What is required -
From the listing below, extract each entry exactly as written, minus the images.

.....

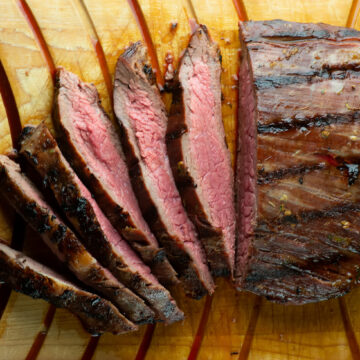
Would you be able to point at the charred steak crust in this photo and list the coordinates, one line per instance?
(297, 165)
(137, 234)
(28, 202)
(211, 236)
(133, 65)
(80, 209)
(31, 278)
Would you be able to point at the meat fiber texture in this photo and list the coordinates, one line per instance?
(199, 157)
(142, 117)
(20, 193)
(31, 278)
(98, 235)
(90, 141)
(297, 169)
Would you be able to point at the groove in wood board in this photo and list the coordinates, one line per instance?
(10, 106)
(353, 14)
(298, 333)
(192, 11)
(40, 338)
(29, 16)
(140, 19)
(94, 38)
(146, 342)
(249, 336)
(349, 331)
(91, 348)
(15, 130)
(201, 329)
(241, 10)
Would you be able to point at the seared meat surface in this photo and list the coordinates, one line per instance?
(297, 166)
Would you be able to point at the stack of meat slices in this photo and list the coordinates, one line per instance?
(148, 202)
(117, 218)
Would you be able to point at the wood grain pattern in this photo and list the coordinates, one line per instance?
(70, 29)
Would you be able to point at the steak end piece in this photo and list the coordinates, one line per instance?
(199, 156)
(31, 278)
(296, 174)
(91, 143)
(21, 194)
(143, 121)
(96, 231)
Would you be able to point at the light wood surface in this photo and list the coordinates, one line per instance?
(314, 331)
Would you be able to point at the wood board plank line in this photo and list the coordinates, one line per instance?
(13, 117)
(34, 26)
(11, 108)
(349, 331)
(89, 25)
(90, 348)
(249, 336)
(146, 342)
(144, 29)
(240, 10)
(30, 18)
(41, 336)
(353, 14)
(196, 345)
(192, 11)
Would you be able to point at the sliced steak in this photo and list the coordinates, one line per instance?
(199, 157)
(298, 161)
(98, 235)
(31, 278)
(27, 200)
(142, 117)
(91, 143)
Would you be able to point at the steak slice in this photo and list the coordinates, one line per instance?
(143, 121)
(31, 278)
(198, 153)
(298, 161)
(91, 143)
(98, 235)
(28, 202)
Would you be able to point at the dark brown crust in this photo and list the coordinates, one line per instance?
(69, 249)
(211, 238)
(138, 63)
(98, 315)
(153, 256)
(41, 151)
(57, 175)
(312, 253)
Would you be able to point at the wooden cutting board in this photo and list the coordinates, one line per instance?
(231, 325)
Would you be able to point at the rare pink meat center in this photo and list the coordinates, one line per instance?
(95, 141)
(150, 135)
(208, 153)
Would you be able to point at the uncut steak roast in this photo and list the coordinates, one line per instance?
(297, 183)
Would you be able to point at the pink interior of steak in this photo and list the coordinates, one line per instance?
(149, 128)
(120, 246)
(97, 141)
(206, 151)
(34, 265)
(245, 185)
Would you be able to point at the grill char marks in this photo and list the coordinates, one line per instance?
(198, 154)
(97, 233)
(142, 118)
(31, 278)
(297, 230)
(90, 141)
(27, 200)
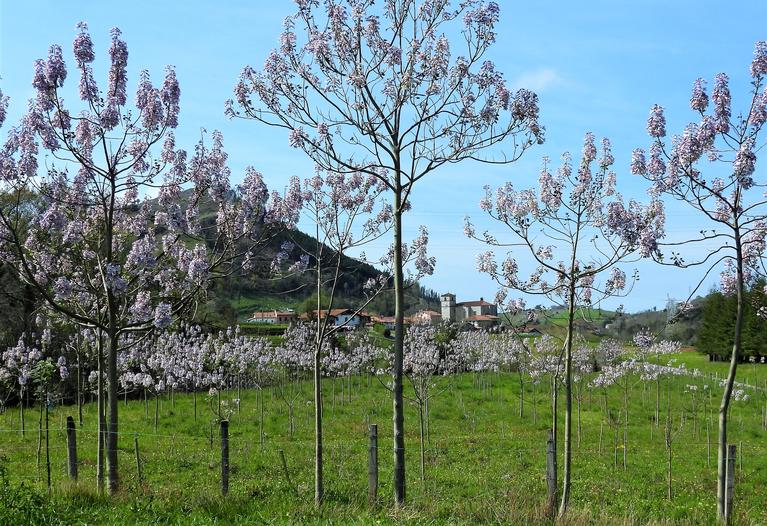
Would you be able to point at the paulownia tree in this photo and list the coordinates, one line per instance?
(348, 213)
(711, 167)
(378, 89)
(577, 228)
(101, 253)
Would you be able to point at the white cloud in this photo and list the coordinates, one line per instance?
(537, 80)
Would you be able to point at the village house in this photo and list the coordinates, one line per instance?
(426, 317)
(273, 317)
(346, 318)
(478, 313)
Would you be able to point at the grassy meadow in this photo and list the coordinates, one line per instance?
(484, 462)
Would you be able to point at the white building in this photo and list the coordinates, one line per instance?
(478, 313)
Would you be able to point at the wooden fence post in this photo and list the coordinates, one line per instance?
(285, 470)
(71, 448)
(730, 488)
(224, 457)
(138, 457)
(551, 472)
(373, 465)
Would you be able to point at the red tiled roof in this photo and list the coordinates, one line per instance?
(482, 317)
(477, 303)
(273, 314)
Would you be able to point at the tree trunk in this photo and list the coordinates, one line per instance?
(100, 409)
(318, 482)
(568, 400)
(423, 451)
(721, 484)
(399, 339)
(111, 438)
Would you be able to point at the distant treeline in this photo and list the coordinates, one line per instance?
(718, 324)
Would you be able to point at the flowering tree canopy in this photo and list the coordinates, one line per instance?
(579, 218)
(725, 146)
(92, 243)
(378, 90)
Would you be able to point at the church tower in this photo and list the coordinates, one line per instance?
(448, 307)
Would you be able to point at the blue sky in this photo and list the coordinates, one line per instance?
(596, 66)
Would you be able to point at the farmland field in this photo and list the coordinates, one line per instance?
(484, 463)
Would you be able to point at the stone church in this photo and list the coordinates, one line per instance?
(479, 313)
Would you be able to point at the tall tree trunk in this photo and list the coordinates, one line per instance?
(568, 400)
(319, 490)
(111, 438)
(399, 340)
(100, 410)
(721, 482)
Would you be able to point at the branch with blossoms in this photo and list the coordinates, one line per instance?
(587, 224)
(730, 198)
(99, 251)
(368, 76)
(584, 219)
(735, 203)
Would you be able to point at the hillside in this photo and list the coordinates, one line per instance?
(234, 299)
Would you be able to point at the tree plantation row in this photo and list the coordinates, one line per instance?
(120, 232)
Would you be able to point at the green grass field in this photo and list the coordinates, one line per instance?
(484, 463)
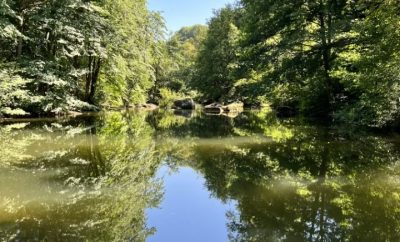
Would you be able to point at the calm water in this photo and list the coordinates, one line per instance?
(191, 177)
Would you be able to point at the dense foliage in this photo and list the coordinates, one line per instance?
(329, 58)
(56, 54)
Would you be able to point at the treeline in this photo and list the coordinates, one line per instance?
(76, 55)
(334, 59)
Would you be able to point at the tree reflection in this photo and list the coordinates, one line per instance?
(315, 186)
(93, 179)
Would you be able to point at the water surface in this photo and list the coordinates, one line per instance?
(132, 176)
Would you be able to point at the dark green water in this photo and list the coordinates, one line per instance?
(192, 177)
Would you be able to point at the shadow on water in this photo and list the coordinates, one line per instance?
(94, 177)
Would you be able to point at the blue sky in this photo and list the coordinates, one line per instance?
(179, 13)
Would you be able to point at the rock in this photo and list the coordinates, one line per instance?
(187, 104)
(218, 108)
(147, 106)
(184, 113)
(215, 108)
(237, 107)
(74, 114)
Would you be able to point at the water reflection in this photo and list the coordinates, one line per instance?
(93, 179)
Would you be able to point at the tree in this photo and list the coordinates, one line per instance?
(216, 62)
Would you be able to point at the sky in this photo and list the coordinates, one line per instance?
(179, 13)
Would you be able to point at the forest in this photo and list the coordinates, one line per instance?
(335, 60)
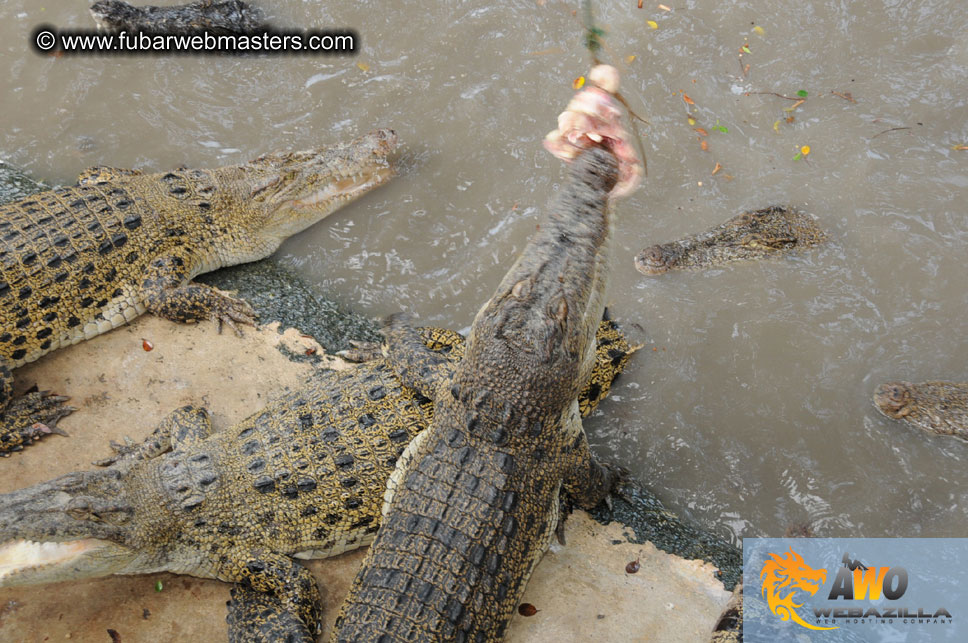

.....

Written answer -
Would you be able to point at the charred steak crust in this photo and list the coordinates, one line per instance?
(297, 165)
(137, 234)
(28, 202)
(211, 236)
(133, 65)
(80, 209)
(31, 278)
Would you be able to point at the meat fiber texture in this photo and list the coordinates, one line per instance?
(199, 157)
(142, 117)
(20, 193)
(31, 278)
(98, 235)
(90, 141)
(297, 169)
Would you be able to point at the groove in wood board in this photo and list the coordinates, one line per instance?
(10, 106)
(353, 14)
(298, 333)
(192, 11)
(40, 338)
(29, 16)
(140, 19)
(94, 38)
(146, 342)
(249, 336)
(349, 331)
(91, 348)
(15, 130)
(201, 329)
(241, 10)
Would you be able to point at the seared meat surface in this photo and list the coordinates, one line per instance?
(297, 166)
Would you be able to point at the stack of meat slices in this photo and list the coordinates, one line per instance?
(148, 202)
(117, 218)
Would you be able to point at the wood grain pattern in this photo and list the coordinates, one line per instance?
(70, 29)
Would you be able to point at the steak end piece in this photo and list the coordinates, one line per instance?
(199, 156)
(31, 278)
(296, 174)
(91, 143)
(21, 194)
(143, 121)
(96, 231)
Would you be able to point at the light wood surface in this photo and list the coordinates, one line per instance?
(314, 331)
Would you be able to point at the wood board plank line in this photo and list the coordinates, one line per instance?
(13, 117)
(34, 26)
(11, 108)
(349, 331)
(89, 25)
(90, 348)
(249, 336)
(146, 342)
(144, 29)
(240, 10)
(30, 18)
(41, 336)
(353, 14)
(196, 345)
(192, 11)
Would you be able to point at the sliced steak in this photo and list the coordinates, one line per instance?
(199, 157)
(298, 161)
(98, 235)
(31, 278)
(27, 200)
(142, 117)
(91, 143)
Would you be able to point at the steak slice in this photo and list the coordinates, one line per instance?
(143, 121)
(31, 278)
(198, 153)
(298, 161)
(91, 143)
(98, 235)
(28, 202)
Would you be able to point at the dark brown crust in this photo and list the coordinates, one line per instance?
(69, 249)
(211, 238)
(138, 63)
(98, 315)
(153, 256)
(41, 151)
(57, 175)
(312, 253)
Would you be able to point at the wooden cutting board in this photo and list the coordinates, one line per instance?
(231, 325)
Would you be able to point at the rare pink meat center in this photo and list the coordinates, one line per instance?
(95, 141)
(150, 135)
(208, 153)
Would you be able to point at the uncut steak roast in this photo and list the coordinates, one line per instance?
(297, 183)
Would you be able to point at the pink interior of steak in this photo and list the coordinates, one line per instance?
(149, 128)
(120, 246)
(97, 141)
(206, 151)
(34, 265)
(245, 185)
Would you be able to point at the grill char marks in this photo and list the coordinates, one line per instance?
(198, 154)
(97, 233)
(142, 118)
(31, 278)
(297, 230)
(90, 141)
(27, 200)
Would you be able to point at the paulownia tree in this photo and list the coordinates, one line per instance?
(348, 213)
(711, 167)
(378, 89)
(577, 228)
(101, 253)
Would you be able to point at the white cloud in this photo and list the coordinates, one line per instance?
(537, 80)
Would you be able to point at the village house in this photo and list the coordinates, one line per instance?
(426, 317)
(273, 317)
(346, 318)
(478, 313)
Would you be able to point at the grassy meadow in this photo and list the coordinates, one line per instance?
(484, 462)
Would you be able to point at the white building in this photo and list the coordinates, one line per instance?
(478, 313)
Would you be able to point at the wooden fence post in this photo and list the coordinates, one line per instance?
(285, 470)
(71, 448)
(730, 488)
(224, 457)
(138, 457)
(551, 472)
(373, 465)
Would you be able to point at the red tiled roof in this photo and list the coordinates, one line per instance?
(482, 317)
(477, 303)
(273, 314)
Would you be able to point at the tree trunk in this photo and list the coordinates, one line per instance?
(100, 409)
(318, 482)
(568, 400)
(423, 451)
(721, 484)
(399, 339)
(111, 438)
Would you be able to point at the distant treeline in this photo and list the coordinates, one line per instance?
(718, 324)
Would you be able to point at the flowering tree canopy in this photo and list the coordinates, one line per instance?
(579, 218)
(725, 146)
(92, 243)
(378, 90)
Would you be able to point at the church tower in this photo and list the coordinates, one line per instance?
(448, 307)
Would you be able to point at the blue sky in this photo and list the coordinates, one line per instance?
(596, 66)
Would you be able to point at the farmland field in this photo and list the coordinates, one line per instance?
(484, 463)
Would you be able to point at the stone church in this photo and list the coordinates, one line per instance?
(479, 313)
Would you be able to point at the tall tree trunk in this photo and list the coordinates, one line per instance?
(568, 400)
(319, 490)
(111, 438)
(399, 340)
(100, 410)
(721, 482)
Would you be able to point at the branch with blossoms in this photo and list the coordinates, one line per instance?
(587, 224)
(730, 198)
(99, 251)
(368, 76)
(584, 219)
(735, 203)
Would you be able to point at the hillside in this photo and list the coordinates, one line per instance?
(234, 299)
Would you be able to point at the tree plantation row in this photo and list the coordinates, one line per instance?
(120, 232)
Would you be able to point at the green grass field in this photo and list the coordinates, one line per instance?
(484, 463)
Would you be able to point at the calm water in this photo and list the coordinates, one line per instance?
(191, 177)
Would you be able to point at the dense foliage in this photo and list the coordinates, one line per instance?
(329, 58)
(56, 54)
Would you be able to point at the treeline in this photo and list the coordinates, one line per instance?
(76, 55)
(334, 59)
Would you be able to point at the tree reflection in this photo and list the coordinates, one line per instance?
(315, 186)
(93, 179)
Would you be able to point at the water surface in this photo and list the coordinates, one line per instance?
(132, 176)
Would you be able to point at the dark green water in this photo and list the coordinates, one line per instance?
(192, 177)
Would you be able to point at the shadow on water in this photo and list the coordinates, one line per instance?
(94, 177)
Would you be able to point at the blue sky in this photo and list the coordinates, one line per instance?
(179, 13)
Would you be able to point at the rock in this photo and list the coordinates, one line per instance?
(187, 104)
(218, 108)
(147, 106)
(184, 113)
(215, 108)
(237, 107)
(74, 114)
Would you be able to point at the water reflection in this photo and list the coordinates, one line per instance?
(93, 179)
Would you be able to point at the tree in this photo and list the coordinates, one line per instance?
(216, 62)
Would you be able to point at the sky in this photo and list the coordinates, one line per instance?
(179, 13)
Would you be able to point at the forest in this photo and list the coordinates, one line per instance?
(335, 60)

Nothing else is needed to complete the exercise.